WRITTEN TASK:
Reproduce each record below exactly as written.

INPUT ROWS:

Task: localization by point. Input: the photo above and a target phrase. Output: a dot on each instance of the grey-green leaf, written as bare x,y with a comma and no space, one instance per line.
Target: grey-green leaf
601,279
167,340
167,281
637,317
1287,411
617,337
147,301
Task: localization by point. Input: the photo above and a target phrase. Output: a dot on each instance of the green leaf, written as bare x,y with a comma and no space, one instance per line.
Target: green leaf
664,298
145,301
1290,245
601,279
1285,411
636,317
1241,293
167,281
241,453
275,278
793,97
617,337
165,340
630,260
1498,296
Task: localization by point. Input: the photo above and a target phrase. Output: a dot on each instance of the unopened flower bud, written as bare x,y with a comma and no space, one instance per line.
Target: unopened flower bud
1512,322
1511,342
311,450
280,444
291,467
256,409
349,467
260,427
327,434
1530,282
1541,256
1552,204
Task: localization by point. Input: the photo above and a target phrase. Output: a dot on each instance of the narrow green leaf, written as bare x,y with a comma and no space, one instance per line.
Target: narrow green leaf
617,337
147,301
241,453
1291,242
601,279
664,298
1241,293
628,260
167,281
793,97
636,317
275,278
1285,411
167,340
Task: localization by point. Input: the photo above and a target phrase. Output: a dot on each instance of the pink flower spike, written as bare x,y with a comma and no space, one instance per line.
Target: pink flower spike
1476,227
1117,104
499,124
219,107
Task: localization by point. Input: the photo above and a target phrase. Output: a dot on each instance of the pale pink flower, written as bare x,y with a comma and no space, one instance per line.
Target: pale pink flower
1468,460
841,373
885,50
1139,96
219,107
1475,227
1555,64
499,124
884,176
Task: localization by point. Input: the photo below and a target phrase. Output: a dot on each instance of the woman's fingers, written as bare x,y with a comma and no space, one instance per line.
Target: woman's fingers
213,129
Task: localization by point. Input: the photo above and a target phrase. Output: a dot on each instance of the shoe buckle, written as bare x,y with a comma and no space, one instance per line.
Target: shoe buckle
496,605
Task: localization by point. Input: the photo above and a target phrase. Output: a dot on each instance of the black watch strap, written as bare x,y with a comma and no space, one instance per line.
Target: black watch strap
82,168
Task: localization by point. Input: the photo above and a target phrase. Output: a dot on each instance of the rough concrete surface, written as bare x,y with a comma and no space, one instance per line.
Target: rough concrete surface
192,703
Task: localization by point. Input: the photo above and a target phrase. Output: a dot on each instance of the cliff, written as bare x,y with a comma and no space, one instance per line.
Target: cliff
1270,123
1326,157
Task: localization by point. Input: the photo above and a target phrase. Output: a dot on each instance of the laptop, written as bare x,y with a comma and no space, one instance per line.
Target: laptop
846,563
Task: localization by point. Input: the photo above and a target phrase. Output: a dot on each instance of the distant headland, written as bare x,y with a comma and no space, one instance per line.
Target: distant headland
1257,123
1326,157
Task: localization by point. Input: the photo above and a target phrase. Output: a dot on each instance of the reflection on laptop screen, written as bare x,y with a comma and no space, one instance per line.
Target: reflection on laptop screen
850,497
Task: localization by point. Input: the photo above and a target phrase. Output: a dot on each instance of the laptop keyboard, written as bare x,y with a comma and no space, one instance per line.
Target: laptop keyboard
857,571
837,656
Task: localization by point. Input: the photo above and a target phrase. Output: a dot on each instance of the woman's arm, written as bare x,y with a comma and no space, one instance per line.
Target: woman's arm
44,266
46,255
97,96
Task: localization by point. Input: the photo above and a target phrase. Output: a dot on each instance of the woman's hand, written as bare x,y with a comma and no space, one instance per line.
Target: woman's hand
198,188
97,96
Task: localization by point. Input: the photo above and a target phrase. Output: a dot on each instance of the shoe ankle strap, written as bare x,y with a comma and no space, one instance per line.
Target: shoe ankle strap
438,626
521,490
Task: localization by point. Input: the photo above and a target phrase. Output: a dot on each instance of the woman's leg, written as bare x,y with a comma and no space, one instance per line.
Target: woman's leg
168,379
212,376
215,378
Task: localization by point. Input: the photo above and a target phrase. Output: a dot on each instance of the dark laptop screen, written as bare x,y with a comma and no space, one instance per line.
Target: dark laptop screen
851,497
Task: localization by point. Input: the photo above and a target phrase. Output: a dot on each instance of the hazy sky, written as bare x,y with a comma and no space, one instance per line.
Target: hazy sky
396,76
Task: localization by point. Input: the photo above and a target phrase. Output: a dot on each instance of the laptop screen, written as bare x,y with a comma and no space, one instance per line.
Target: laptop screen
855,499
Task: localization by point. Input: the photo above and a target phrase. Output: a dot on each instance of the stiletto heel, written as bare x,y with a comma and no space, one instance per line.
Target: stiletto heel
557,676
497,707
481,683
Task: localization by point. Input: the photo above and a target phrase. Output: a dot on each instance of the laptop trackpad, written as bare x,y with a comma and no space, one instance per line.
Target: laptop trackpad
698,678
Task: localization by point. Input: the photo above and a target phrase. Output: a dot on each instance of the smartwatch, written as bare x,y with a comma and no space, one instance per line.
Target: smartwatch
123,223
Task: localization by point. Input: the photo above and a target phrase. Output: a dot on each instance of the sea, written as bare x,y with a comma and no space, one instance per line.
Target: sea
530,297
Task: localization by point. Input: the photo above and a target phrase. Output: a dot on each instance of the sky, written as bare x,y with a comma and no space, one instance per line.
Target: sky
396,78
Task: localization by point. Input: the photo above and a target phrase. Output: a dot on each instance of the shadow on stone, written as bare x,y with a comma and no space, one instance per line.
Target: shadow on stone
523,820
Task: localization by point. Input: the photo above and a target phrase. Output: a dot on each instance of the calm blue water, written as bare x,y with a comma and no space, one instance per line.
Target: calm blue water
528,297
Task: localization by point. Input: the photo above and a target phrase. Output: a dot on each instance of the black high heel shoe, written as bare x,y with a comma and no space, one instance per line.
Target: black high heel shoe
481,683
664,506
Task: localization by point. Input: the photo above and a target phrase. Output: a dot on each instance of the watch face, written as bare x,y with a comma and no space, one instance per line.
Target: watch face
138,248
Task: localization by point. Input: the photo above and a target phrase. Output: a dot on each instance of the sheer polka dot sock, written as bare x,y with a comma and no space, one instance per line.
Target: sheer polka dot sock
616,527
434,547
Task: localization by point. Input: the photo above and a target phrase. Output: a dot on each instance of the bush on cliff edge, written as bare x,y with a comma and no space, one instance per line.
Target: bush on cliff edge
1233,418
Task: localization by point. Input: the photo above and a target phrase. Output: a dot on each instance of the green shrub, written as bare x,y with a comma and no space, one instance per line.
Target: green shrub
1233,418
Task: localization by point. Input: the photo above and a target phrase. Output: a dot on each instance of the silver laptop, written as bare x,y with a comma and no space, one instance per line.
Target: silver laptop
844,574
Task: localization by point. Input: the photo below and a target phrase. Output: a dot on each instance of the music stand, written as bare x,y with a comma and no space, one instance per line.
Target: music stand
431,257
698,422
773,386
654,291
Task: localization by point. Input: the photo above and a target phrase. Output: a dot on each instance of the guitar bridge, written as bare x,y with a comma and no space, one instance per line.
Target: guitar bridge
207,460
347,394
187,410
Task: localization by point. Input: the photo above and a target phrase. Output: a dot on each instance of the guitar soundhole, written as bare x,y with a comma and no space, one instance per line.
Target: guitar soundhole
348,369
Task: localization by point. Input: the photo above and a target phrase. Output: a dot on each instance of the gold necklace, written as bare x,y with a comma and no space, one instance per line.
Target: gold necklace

SOLUTION TO THIS PROBLEM:
Task: localization by point. Input: the photo above and a target phrase. Output: a dot on each instance of the grey-green leaf, written as bare x,y with a comma and no space, one instance per line.
Target: grey-green leaf
601,279
167,340
167,281
637,317
1287,411
617,337
147,301
Task: localization by point. Input: the photo above and a target phrase. Output: a dot on each instance of the green leaf, written as bare x,y with a comma and no space, one instance per line.
Target: green leaf
664,298
145,301
1290,245
601,279
1285,411
636,317
1241,293
167,281
241,453
275,278
793,97
617,337
165,340
630,260
1498,296
Task: localization by point. Input: the photo above and a target phrase. Output: a dot on each instance of the unopened flower bud, written as bare x,y with a comma and no space, one instance per line.
Target: unopened flower bud
1512,322
1511,342
311,450
280,444
291,467
256,409
349,467
260,427
327,434
1530,282
1541,256
1552,204
Task: localization by point. Input: the photo above and a target phrase. Output: a dot on each instance of the narrow green leaf, written as bare x,y with a comma and no space, one instance per line.
Target: narrow green leaf
617,337
147,301
241,453
1291,242
601,279
664,298
1241,293
628,260
167,281
793,97
636,317
275,278
1285,411
167,340
Task: localization by point. Input: the photo above and a target phrase. Output: a dot on each instance of the pink flower spike, written as bare x,y with a comma and no space, one instance per line.
Target: pink flower spike
1476,227
1117,104
499,124
219,107
Task: localization by point. Input: the photo above and a target phrase. Output: a dot on each instance of the pale pink flower, written as bare x,y with a comma and no space, one instance per line.
Target: pale pink flower
1468,460
841,373
885,50
1139,96
219,107
1475,227
1555,64
499,124
884,176
Task: localization by point. Input: the photo below and a target phrase. Output: a dot on each instance of the woman's fingers, written as bare x,y with a comma and no space, one instance per line.
Target: woman's fingers
213,129
Task: localization by point. Input: the photo above and a target phrase. Output: a dot on each instance of the shoe buckle, written as bare x,y with a comma and no space, one instance per line.
Target: shoe buckle
496,605
Task: localization by point. Input: the photo above and a target phrase. Output: a dot on each instance of the black watch strap, written as bare x,y with a comma and no space, one instance per line.
Target: black watch strap
82,168
Task: localization by point. Input: the photo above and a target phrase. Output: a dot on each instance of the rough concrete surface, written as bare x,y with a comma and no space, one instance per line.
Target: rough concrete surface
192,703
Task: localization by point. Input: the photo above and a target phrase. Output: a dot on each instance of the cliff, written as bare x,y with a comma and no space, one instance per line.
Target: cliff
1270,123
1326,157
Task: localization by point. Input: the photo above and a target phrase. Output: a dot on each instance of the laptop, written as bare x,y with a comma and no space, one instance per line.
Target: laptop
846,563
Task: localization by point. Input: the photo above and a target phrase. Output: a dot on each instance of the distant headland, written as bare x,y with a comma and no space, one instance per line.
Target: distant headland
1257,123
1326,157
Task: localization by point. Input: the photo above and a target phrase. Output: a dot on each instance of the reflection on laptop screen, written as bare x,y with a comma and no space, one instance per line.
Target: reflection on laptop screen
850,497
Task: localization by point. Input: the photo above and a target phrase. Output: a dot on each instance of the laptop keyboard, written as bare x,y with a comma and no space, one instance per line.
Target: laptop keyboard
857,571
837,656
Task: localization by point. Input: the photo above and a target phrase. Output: a dot on each instance of the woman's arm, written as bare x,y with a comma and no space, one instance per line.
Target: woman's arm
44,266
46,255
97,96
Task: localization by point. Input: the photo above and a target phrase. Output: a dot on each instance of the woman's hand, written as bare x,y with a comma and no space, one instance per line.
Target: woman's hand
198,188
97,96
Task: localization by point. Input: the photo above and a target phrase. Output: a dot on each instance of the shoe ankle strap, written as bare x,y with a comma and no space, one instance per line.
Target: shoe ankle strap
438,626
521,490
Task: localization by point. Input: the photo above and a target phrase. Output: a dot on each instance of the woman's leg, written as bare x,y with a comma and no space, one instance per line.
Target: woman's leg
168,379
212,376
215,378
Task: localization by point. Input: the photo above and a target phrase. Output: a dot on each instance of the dark laptop screen, written as bare x,y with a comma and no space, one instance per line.
Target: dark laptop screen
851,497
Task: localization by point. Input: the photo above and a target phrase. Output: a dot on each instance of the hazy sky, written as bare x,y with a comma and no space, one instance per line.
Target: hazy sky
396,76
Task: localization by point. Input: the photo above and a target phrase. Output: a dot on each instance of the laptop screen, written as bare x,y with a comma and no space, one instance per line.
Target: laptop screen
855,499
Task: localization by point. Input: the photo above and a target phrase. Output: a dot on each instance of the stiletto heel, written as bare x,y with a comma and no space, one instance per line.
Target: stiletto heel
557,676
497,707
481,683
Task: localization by point. Input: the photo above and a target phrase. Output: a dot on each instance of the laptop trackpad, written as bare x,y with a comma and no space, one instance per line.
Target: laptop trackpad
698,678
Task: localization by point. Input: the photo above and a target phrase. Output: a dot on each instance of the smartwatch, written as bare x,y with a comma and no space, one instance per line.
Target: smartwatch
123,223
Task: localization by point. Input: the photo above and a target phrase. Output: a dot on each instance of the sea, written as bare x,y with a comma and no space, one instance per line.
Target: sea
530,297
Task: localization by point. Input: the photo above and a target phrase. Output: a dot on each instance of the sky, written as bare x,y with a comma and no space, one instance per line.
Target: sky
396,78
Task: localization by point. Input: the photo above and a target phrase. Output: a dot on each instance of the shadow on stone, written as bare x,y with a comma and no space, one instance per line.
Target: shadow on stone
523,820
Task: localization by point. Input: the photo above and a target phrase. Output: a dot on each instance of the calm blue water, written as bare x,y with a comma and no space, one instance per line.
Target: calm blue water
528,297
Task: localization by point. Input: the photo above and a target phrase. Output: a dot on each instance of the black high heel shoe, written as bare x,y with a comma and no space, one instance per line.
Target: black high heel shoe
481,683
664,506
Task: localization by point. Input: the photo above and a target phrase. Output: a dot on each instance of the watch face, written as bare x,y with a comma and no space, one instance per line.
Target: watch face
138,248
Task: localization by point. Input: the photo above and a target phrase. Output: a dot on each instance of the sheer polka dot sock, written as bare x,y with a comma and no space, one instance per line.
Target: sheer polka dot sock
616,527
434,547
Task: localization by point. Input: the photo above and a target phrase. Output: a dot on each instance of the bush on cliff edge, written as bare x,y with a comma and no space, one instance per line.
Target: bush on cliff edge
1233,418
Task: localization by point. Input: the photo above and a target phrase. Output: a dot on each instance of the green shrub, written as bare x,y with a comma and no space, one instance per line.
Target: green shrub
1233,418
Task: localization by point. Input: the photo above and a target phrase. Output: a dot on each instance of the silver laptop, written as bare x,y with a comma and no space, one instance per line.
Target: silver laptop
844,574
Task: localization by point. Input: the photo below and a target phrase. Output: a dot on each instance of the music stand, written as bare x,y with a comma and no space, one instance per line.
Target: music stand
431,257
698,422
773,386
654,291
Task: localization by point. Input: the photo above and a target phrase. Output: a dot on each instance of the guitar bridge, written as bare x,y with a comma and no space, one instance per line.
Target: guitar bridge
207,460
347,394
187,410
Task: localization by point. Input: the photo above and a target phrase. Output: a dot on each instance of the guitar soundhole, written as bare x,y with a comma and no space, one instance per line.
Target: guitar soundhole
348,369
Task: localization by point. Input: the photo above and a target phrase. Output: a dot on each instance of the gold necklace, written as bare x,y with a comma and no space, one instance per line.
Target: gold necklace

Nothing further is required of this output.